• _List of tasks_:
**a)** In the llama-cache-and-spec task notes, what value is passed to `--cache-reuse`?
**b)** List every file path that the llama-cache-and-spec task notes name under "Files to change."
**c)** Write the next part of the llama-cache-and-spec task notes, picking up right after their last line.

• _Source_:

# llama-cache-and-spec — tasks

## Files to change

Three files across two repos:

- `/opt/forks/llama-sidecar/internal/config/config.go`
- `/opt/boocode/apps/server/src/services/inference/llama-args-validator.ts`
- `/opt/forks/llama-sidecar/internal/validator/validator.go`

## Tasks

- [x] 1. Update sidecar default base args

  `/opt/forks/llama-sidecar/internal/config/config.go` edited.
  `defaultBaseArgs()` now includes:
  `--cache-type-k q4_0` — KV cache quant → ~4× VRAM savings
  `--cache-reuse 256` — KV cache reuse across turns → prompt caching
  `--slot-save-path /tmp/llama-slots` — disk-persistent KV cache
  `--cache-idle-slots` — auto-save idle slots to disk
  `--spec-type ngram-mod --spec-ngram-mod-thsh 2` — spec decoding → 2× tok/s
  `--ctx-checkpoints 32` — context overflow protection
  `--sleep-idle-seconds 600` — GPU memory reclaim when idle
  `--metrics` — Prometheus `/metrics` endpoint
  Build verified: `go build ./...` exits 0.

• _Material_:

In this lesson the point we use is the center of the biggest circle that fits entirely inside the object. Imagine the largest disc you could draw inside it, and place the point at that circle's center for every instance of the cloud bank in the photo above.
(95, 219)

• _Final answers_:
**a)** 256

**b)**
- `/opt/forks/llama-sidecar/internal/config/config.go`
- `/opt/boocode/apps/server/src/services/inference/llama-args-validator.ts`
- `/opt/forks/llama-sidecar/internal/validator/validator.go`

**c)**
- [x] 2. No change needed — shadow lists are correct

  The shadow lists in `llama-args-validator.ts` already prevent agents
  from overriding cache/spec/template flags. Adding the flags to
  `defaultBaseArgs` + keeping the shadow lists is the correct architecture:
  flags are enabled by default, agents can't override them.

- [x] 3. No change needed — same reasoning as task 2

  The sidecar `validator.go` shadow lists serve the same purpose.
  Both code paths are consistent.

- [ ] 4. Deploy + verify

  - Rebuild sidecar binary: `go build -o ... ./...` → ✅ done
  - Restart docker compose: needs manual deploy
  - Verify `/metrics` endpoint returns data
  - Verify `nvidia-smi` shows reduced VRAM (expected: ~4× savings on KV cache)